──────── Belge bölümü ────────

Nur Topu Gibi Bir Yazı

Nur topu gibi bir Yüklem’im ben.. Ne varsa payına düşen, tek başına yüklenebilen.. Ağlarım, Yıkılırım! Küserim zaman zaman!? Giderim hatta.. Ama kimseyi üzmeden hepsini “ben” yaparım.. Sadece ben..Hayatımdaki düşüşlerden kimseyi sorumlu tutmam.. Tutamam.. Tek başıma hakkından gelirim hepsinin..Kimseye ihtiyacım olmadan.. Coşarım, Oynarım, Gülerim, Eğlenirim.. Yine tek başıma yapabilirim hepsini..  Ama neşemi bulaştırmayı da severim hani..
….
Şu iç’e yolculuk vaktinden kalanlar bunlar bana.. Sağlıklı düşünebilmek için ancak geçebilmiş yeterli zaman meğer.. O yüzden yeni yeni gördüm gücümün büyüklüğünü.. Yeni yeni fark ettim herhangi bir özneye gerek duymadan da ayakta kalınabildiğini…. Farkına varabilmek için devrikliğimin nedeninin, bir baba kral’ın gidişi yüzünden olmadığını; Bunu yaşamayı kendimin istediğini.. Kendime acı çektirmek için bunu öne sürdüğümü.. Ancak anlayabilecekmişim 4 yıl sonra ne diyeyim.. Sadece kendi çabalarımla yara almış prensesliğimi ön plana çıkartmak adına olduğunu devrik cümlelerimimin.. ancak anlayacakmışım..

İyi ki de böyle bir zaman yaratmışım kendime ben.. İç’e yönelmişim olabildiğince.. Yoksa duyurulduğu üzere yetim bırakılmış soyağacımda ismi “kardeş” diye asılı olanın, anne olmuş haberi ile yaprak gibi titrerdi zavallı kalbim.. Yet(t)im diyemezdi bir koşu.. Beni güçlendiren her acımı seviyorum ben.. ( dedikodu yapmayın..vallahi ben uğraşmadım. Kulağma su kaçırmaya çalışanlardan biliyorum. Uğraş onların uğraşı… Yoksa dedim ya banane?!) Eninde sonunda tttiğini bulur herkes.. Ettiğini yaşar.. Yıllar önce seçtiği hayatı yaşamak üzere giderken, geride bıraktıklarını darmadağın eden kararlıllıkları hakettiklerini getirsin bebekleriyle ailesine.. Ne diyeyim.. Duymak istedikleri tepkimse, tepkim açık.. net..  “Haketikleri ölçüde” iyi olsun hepsi.. mutlu olsun.. O kadar..

──────── Malzeme ────────

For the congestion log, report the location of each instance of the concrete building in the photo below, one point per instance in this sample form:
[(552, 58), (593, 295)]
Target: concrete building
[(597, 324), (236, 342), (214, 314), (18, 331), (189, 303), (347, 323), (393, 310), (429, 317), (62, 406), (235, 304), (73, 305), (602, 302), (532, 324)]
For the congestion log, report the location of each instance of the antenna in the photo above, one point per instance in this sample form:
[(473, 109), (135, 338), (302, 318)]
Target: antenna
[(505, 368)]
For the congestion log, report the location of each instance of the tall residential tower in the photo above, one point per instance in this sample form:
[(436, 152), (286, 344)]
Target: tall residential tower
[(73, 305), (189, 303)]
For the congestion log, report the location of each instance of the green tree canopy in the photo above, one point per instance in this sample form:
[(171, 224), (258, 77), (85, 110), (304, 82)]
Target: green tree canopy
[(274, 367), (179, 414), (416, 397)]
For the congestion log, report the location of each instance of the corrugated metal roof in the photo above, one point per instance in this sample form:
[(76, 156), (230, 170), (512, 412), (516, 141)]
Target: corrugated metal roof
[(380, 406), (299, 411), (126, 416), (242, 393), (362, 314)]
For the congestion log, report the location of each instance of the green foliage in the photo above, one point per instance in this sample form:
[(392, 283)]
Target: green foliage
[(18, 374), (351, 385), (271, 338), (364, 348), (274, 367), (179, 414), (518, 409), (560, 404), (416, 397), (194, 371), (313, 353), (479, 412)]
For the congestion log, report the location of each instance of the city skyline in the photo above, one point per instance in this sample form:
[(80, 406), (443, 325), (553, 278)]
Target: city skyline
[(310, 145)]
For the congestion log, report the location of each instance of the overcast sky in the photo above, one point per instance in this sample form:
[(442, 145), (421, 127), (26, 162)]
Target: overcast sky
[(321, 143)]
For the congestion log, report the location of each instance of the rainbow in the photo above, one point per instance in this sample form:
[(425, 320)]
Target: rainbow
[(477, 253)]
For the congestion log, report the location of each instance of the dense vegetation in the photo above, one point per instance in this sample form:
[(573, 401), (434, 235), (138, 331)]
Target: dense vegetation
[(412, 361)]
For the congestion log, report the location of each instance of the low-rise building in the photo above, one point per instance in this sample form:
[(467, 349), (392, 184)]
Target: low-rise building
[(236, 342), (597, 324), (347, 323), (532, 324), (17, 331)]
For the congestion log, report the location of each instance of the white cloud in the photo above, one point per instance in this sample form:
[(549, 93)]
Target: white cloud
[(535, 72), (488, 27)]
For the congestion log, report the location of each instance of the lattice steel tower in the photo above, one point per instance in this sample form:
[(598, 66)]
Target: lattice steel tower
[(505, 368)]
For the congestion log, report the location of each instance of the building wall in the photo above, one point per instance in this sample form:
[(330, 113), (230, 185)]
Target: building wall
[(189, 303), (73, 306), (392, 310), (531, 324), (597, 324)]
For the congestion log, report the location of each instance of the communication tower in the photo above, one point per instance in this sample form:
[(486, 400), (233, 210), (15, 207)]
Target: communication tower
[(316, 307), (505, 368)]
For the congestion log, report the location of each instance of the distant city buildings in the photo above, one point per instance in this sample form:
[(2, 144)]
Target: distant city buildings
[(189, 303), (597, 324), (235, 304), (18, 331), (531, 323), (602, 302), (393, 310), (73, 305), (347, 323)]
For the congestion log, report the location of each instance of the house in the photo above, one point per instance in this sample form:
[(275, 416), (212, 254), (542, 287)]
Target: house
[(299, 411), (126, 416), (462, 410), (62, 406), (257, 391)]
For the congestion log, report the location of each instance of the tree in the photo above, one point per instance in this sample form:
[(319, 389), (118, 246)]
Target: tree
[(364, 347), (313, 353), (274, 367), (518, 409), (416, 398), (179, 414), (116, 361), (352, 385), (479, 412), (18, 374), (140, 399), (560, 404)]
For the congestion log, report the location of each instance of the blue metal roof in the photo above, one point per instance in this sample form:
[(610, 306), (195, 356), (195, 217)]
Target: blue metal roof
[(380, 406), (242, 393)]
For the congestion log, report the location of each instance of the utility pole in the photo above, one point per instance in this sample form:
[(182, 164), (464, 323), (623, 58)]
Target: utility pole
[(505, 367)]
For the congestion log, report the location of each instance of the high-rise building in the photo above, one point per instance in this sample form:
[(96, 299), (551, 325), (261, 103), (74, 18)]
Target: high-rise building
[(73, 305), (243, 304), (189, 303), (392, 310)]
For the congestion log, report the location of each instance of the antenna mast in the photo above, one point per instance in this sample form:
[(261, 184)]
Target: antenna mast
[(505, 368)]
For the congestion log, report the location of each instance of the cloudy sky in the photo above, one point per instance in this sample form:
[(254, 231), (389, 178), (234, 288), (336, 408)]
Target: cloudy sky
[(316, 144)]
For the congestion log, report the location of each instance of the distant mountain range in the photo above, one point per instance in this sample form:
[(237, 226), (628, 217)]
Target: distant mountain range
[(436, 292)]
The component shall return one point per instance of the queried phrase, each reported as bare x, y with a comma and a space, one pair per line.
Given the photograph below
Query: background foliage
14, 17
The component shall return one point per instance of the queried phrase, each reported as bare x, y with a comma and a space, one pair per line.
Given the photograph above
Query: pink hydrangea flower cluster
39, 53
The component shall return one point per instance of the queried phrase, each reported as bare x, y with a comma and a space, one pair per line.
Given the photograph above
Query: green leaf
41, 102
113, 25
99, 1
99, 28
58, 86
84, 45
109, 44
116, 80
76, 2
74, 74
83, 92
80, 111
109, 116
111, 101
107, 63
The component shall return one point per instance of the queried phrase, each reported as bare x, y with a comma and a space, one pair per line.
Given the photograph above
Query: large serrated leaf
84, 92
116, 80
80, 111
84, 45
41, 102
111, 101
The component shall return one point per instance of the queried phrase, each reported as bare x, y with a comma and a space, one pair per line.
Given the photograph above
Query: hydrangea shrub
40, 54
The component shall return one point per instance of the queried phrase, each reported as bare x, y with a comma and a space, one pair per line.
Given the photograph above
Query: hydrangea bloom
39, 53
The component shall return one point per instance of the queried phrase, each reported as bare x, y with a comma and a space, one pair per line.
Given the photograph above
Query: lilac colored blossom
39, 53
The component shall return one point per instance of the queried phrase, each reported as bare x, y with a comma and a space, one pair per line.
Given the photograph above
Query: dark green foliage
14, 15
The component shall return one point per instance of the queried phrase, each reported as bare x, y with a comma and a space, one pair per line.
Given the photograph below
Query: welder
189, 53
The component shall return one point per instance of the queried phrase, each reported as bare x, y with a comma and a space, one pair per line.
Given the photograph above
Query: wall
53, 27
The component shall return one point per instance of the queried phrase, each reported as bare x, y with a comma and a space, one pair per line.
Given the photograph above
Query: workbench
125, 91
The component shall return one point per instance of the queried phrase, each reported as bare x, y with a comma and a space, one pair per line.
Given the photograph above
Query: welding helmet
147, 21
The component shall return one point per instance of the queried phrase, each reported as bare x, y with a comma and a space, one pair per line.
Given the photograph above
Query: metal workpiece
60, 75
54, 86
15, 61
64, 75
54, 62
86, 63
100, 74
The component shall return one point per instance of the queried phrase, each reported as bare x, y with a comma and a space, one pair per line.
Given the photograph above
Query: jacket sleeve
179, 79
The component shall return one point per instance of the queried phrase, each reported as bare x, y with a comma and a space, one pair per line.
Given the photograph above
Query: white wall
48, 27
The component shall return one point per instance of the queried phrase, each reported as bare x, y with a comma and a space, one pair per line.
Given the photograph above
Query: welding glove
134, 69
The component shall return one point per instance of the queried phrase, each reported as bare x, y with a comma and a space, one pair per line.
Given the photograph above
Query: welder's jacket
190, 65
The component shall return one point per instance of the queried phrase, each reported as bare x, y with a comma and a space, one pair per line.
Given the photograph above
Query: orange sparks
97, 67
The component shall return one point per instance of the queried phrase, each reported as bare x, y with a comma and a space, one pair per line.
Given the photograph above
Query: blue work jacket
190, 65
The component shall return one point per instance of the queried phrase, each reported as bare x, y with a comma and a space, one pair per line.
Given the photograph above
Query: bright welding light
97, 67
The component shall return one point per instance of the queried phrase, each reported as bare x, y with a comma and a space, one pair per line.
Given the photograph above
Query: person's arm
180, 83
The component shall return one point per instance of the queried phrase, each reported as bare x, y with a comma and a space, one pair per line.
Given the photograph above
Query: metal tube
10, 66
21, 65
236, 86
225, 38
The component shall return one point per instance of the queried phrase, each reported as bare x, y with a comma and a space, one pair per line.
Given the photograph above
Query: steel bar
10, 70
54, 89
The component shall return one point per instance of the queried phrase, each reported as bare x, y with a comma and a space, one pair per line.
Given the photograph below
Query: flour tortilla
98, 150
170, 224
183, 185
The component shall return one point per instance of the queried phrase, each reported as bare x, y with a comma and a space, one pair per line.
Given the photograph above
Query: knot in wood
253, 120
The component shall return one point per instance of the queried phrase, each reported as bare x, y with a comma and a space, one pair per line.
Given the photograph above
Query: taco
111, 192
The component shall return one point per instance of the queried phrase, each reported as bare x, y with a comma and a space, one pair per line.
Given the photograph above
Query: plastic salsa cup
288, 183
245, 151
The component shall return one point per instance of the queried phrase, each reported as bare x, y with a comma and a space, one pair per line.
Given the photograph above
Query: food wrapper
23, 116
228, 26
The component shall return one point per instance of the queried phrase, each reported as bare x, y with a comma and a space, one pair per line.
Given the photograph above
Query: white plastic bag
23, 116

────────

# Hedef
Belge bölümündeki yazıya göre anlatıcı, devrik cümlelerinin nedenini kaç yıl sonra anlayabildiğini söylüyor?

# Görev çıktısı
4 yıl sonra.